BRIEF A
Which column names appear in the column list of the insert statement in the post? List all of them.
BRIEF B
Can you rewrite the post from "I have Python" up to and including "oracle_cursor.execute(to_date_sms_journals)", renaming "oracle_cursor" to "ora_cursor" throughout?

** Begin PAGE TEXT **

I have Python code in which I am reading data from MongoDB and insert it into a table in Oracle database. I have removed some parts of the code (importing libraries, connecting to MongoDB and Oracle, etc.) for the sake of simplicity:
from_date_sms_journals = " select nvl(max(s.creation_date_ms),1710793800939)\
from sms_journals s "
oracle_cursor.execute(from_date_sms_journals)
for row in oracle_cursor.fetchall():
from_date = int(row[1])
# today
to_date_sms_journals = 1764102600000
oracle_cursor.execute(to_date_sms_journals)
for row in oracle_cursor.fetchall():
to_date = int(row[0])
fields = {"_id": 1,
"body": 1,
"recipient": 1,
}
sms_insert_query = """ insert /*+ APPEND */ into sms_journals \
(S_ID,S_BODY,RECIPIENT,gd_creation_date)\
values (:1, :2, :3)"""
batch_size = 10000
counter = 0
print(f'-----------------------------New 2 - Insert Data to Oracle : START at {update}')
sms_journals_query = mycol_act.find({"date": {"$gt": from_date, "$lte": to_date}}, projection=fields,batch_size=batch_size)

** End PAGE TEXT **
** Begin DATASET **

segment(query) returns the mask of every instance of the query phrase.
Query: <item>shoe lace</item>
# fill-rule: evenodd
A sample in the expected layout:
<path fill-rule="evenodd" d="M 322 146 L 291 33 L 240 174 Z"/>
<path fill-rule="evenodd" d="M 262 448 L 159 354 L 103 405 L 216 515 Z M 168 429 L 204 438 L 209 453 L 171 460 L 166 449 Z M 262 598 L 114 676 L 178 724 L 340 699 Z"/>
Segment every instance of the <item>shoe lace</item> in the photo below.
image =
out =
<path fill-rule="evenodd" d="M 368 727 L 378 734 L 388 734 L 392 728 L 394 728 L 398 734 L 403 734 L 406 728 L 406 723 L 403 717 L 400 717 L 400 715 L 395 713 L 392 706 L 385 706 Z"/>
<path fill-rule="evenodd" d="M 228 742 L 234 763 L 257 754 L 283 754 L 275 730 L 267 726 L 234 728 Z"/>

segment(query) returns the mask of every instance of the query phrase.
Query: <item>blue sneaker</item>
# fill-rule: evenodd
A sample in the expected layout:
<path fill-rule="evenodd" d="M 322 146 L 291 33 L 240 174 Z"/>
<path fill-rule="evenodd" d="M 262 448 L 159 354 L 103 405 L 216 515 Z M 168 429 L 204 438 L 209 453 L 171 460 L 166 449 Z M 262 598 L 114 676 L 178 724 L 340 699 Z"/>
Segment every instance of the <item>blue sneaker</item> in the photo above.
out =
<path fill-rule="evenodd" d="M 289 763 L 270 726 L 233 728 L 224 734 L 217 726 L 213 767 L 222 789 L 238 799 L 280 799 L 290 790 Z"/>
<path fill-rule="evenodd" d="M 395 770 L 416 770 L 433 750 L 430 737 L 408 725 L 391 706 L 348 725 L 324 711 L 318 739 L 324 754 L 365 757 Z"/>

** End DATASET **

RIGHT ANSWER A
S_ID, S_BODY, RECIPIENT, gd_creation_date

RIGHT ANSWER B
I have Python code in which I am reading data from MongoDB and insert it into a table in Oracle database. I have removed some parts of the code (importing libraries, connecting to MongoDB and Oracle, etc.) for the sake of simplicity:
from_date_sms_journals = " select nvl(max(s.creation_date_ms),1710793800939)\
from sms_journals s "
ora_cursor.execute(from_date_sms_journals)
for row in ora_cursor.fetchall():
from_date = int(row[1])
# today
to_date_sms_journals = 1764102600000
ora_cursor.execute(to_date_sms_journals)